= Beginning of Section =

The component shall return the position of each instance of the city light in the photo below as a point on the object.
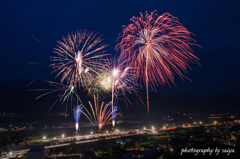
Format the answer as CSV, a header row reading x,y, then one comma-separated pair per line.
x,y
153,130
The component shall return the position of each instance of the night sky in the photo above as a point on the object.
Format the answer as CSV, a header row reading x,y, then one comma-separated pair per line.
x,y
215,24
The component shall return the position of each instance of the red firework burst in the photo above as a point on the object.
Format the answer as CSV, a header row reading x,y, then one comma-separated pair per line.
x,y
157,46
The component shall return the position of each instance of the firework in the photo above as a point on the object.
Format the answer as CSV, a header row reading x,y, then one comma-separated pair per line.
x,y
157,46
77,57
114,111
101,114
77,113
116,76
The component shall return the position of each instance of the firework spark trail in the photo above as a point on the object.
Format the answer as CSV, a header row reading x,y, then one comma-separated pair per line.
x,y
77,113
114,111
116,76
78,57
157,46
101,114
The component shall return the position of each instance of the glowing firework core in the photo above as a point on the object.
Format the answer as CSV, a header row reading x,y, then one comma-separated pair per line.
x,y
77,113
115,72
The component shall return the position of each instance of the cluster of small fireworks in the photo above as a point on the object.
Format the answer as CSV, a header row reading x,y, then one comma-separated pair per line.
x,y
151,48
77,113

= End of Section =

__Task prompt__:
Please copy the entries in full. Leave each image out.

__The answer__:
The component shall return the position of each instance of the city light in the photo below as a point on the object.
Format the answer as CSV, a header row reading x,y, then one comma-separated pair per line.
x,y
153,130
The component shall return the position of each instance of the night sky in the photo above as a point on the object.
Format the answer as CSV, a header row reading x,y, then one comma-separated pair per line.
x,y
215,24
The component shall return the position of each instance of the red firework burst in the photo above as a point on the object.
Format the answer as CSV, a header row reading x,y, then one comma-separated pair per line.
x,y
157,46
The component shall return the position of each instance of the firework in the photo above as a point on the object.
Format the answer as CSV, a header row reading x,y, then one comma-separated pair per line.
x,y
157,46
77,57
114,111
101,114
77,113
116,76
The component shall return the position of each instance of the firework spark trail in the photo above as a point on the object.
Format the answer as CSV, a header row reading x,y, then one comma-separated pair per line.
x,y
77,113
114,111
116,76
78,57
157,46
101,114
The component shall return the position of each instance of the glowing firework core in the photo above as a point on the object.
Format the answer as CSV, a header row reading x,y, then one comma-separated pair per line.
x,y
77,113
115,72
The component shall return the position of each instance of the cluster of small fireworks in the photo above as a point on the object.
Format the answer as CSV, a header row reading x,y, then one comma-separated pair per line.
x,y
151,48
77,113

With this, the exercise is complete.